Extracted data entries
********************

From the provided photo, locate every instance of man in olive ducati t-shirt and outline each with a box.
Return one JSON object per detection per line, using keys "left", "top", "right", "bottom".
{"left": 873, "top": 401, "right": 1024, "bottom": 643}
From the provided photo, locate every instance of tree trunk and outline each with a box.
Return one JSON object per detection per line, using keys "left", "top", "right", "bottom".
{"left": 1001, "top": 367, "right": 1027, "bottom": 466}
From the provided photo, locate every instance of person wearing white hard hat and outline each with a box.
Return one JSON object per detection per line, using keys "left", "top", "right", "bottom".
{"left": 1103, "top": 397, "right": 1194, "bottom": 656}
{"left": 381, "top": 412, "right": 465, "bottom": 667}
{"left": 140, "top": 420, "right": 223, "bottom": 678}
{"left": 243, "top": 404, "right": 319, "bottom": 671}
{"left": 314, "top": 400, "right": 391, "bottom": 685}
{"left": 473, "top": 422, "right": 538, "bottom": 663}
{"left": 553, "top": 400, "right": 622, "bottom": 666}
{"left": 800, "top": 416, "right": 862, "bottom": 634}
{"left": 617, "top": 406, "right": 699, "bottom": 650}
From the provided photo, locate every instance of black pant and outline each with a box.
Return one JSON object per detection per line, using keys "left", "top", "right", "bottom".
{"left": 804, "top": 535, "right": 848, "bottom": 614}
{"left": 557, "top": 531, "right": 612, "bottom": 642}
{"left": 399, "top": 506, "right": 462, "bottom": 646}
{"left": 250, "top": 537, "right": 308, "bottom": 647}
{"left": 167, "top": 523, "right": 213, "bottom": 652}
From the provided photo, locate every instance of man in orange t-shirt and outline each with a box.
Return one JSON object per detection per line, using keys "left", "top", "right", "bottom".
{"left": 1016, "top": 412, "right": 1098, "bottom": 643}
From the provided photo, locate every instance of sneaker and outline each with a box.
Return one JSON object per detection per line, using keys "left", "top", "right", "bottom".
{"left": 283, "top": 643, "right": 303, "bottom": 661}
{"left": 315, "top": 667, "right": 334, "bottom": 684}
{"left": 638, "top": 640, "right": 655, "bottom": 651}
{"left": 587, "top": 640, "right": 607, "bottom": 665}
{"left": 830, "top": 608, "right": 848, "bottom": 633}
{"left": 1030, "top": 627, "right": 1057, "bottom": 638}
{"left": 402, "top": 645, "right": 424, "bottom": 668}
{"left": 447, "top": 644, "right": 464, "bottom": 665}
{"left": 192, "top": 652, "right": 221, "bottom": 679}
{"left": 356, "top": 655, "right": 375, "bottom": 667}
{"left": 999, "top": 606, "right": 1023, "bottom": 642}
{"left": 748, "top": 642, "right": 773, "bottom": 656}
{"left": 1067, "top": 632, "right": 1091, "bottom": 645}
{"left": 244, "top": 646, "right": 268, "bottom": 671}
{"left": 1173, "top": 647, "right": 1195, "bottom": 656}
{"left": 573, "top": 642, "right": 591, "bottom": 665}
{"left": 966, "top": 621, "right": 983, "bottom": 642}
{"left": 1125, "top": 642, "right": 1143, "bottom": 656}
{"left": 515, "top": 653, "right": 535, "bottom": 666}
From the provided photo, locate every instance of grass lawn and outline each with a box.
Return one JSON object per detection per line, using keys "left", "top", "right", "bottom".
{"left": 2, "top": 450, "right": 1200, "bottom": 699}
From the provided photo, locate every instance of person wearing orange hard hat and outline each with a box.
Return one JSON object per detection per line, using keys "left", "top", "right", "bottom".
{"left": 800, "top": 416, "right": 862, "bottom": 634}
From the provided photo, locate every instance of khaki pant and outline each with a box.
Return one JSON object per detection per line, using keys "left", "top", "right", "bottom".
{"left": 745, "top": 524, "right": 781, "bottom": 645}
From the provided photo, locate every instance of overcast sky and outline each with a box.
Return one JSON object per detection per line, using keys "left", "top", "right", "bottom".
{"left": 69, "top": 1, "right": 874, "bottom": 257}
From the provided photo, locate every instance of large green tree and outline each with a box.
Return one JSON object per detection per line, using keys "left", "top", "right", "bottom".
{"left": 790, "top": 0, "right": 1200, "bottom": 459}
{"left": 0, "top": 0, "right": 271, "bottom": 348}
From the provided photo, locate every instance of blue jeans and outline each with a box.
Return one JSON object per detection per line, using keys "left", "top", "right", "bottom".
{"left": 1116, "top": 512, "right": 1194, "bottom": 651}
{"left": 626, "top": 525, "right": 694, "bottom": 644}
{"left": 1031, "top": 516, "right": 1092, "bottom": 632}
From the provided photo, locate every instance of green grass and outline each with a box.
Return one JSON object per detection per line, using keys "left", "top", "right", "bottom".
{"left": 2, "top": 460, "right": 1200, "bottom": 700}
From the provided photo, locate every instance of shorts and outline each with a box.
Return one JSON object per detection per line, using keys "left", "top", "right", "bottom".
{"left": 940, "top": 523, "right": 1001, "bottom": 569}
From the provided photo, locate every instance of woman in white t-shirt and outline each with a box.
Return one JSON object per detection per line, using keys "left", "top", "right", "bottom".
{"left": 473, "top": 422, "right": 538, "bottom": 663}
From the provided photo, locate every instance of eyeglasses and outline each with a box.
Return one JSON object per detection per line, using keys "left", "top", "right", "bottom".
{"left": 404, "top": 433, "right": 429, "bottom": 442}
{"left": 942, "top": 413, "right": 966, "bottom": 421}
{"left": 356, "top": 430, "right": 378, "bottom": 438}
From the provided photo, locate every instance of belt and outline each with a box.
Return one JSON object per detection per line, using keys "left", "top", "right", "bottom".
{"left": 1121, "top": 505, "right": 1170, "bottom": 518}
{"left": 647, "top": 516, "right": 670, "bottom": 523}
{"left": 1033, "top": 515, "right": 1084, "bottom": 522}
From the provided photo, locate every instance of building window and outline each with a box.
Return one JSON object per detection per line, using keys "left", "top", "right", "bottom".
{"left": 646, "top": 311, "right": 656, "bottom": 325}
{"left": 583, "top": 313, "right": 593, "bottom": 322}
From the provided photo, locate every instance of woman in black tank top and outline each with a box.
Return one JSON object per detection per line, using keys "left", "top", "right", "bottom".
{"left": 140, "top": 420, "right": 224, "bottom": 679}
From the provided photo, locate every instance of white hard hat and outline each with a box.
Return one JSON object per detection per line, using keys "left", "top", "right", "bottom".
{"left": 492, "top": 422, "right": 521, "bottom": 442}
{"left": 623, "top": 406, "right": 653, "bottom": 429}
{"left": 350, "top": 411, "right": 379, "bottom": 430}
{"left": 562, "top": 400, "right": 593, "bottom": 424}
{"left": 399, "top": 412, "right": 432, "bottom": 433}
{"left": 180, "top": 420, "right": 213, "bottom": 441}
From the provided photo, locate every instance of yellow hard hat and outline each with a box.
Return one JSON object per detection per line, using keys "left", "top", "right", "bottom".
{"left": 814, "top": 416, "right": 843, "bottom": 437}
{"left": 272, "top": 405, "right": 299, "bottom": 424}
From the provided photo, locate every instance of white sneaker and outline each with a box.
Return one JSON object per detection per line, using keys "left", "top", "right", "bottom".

********************

Exercise prompt: When a line in the records above contains the word "sneaker", copy it.

Task output:
From the provided photo, locate every instance of sneaker and outline each with a box.
From the provided photo, locate every instance of white sneaker and outline each with a box.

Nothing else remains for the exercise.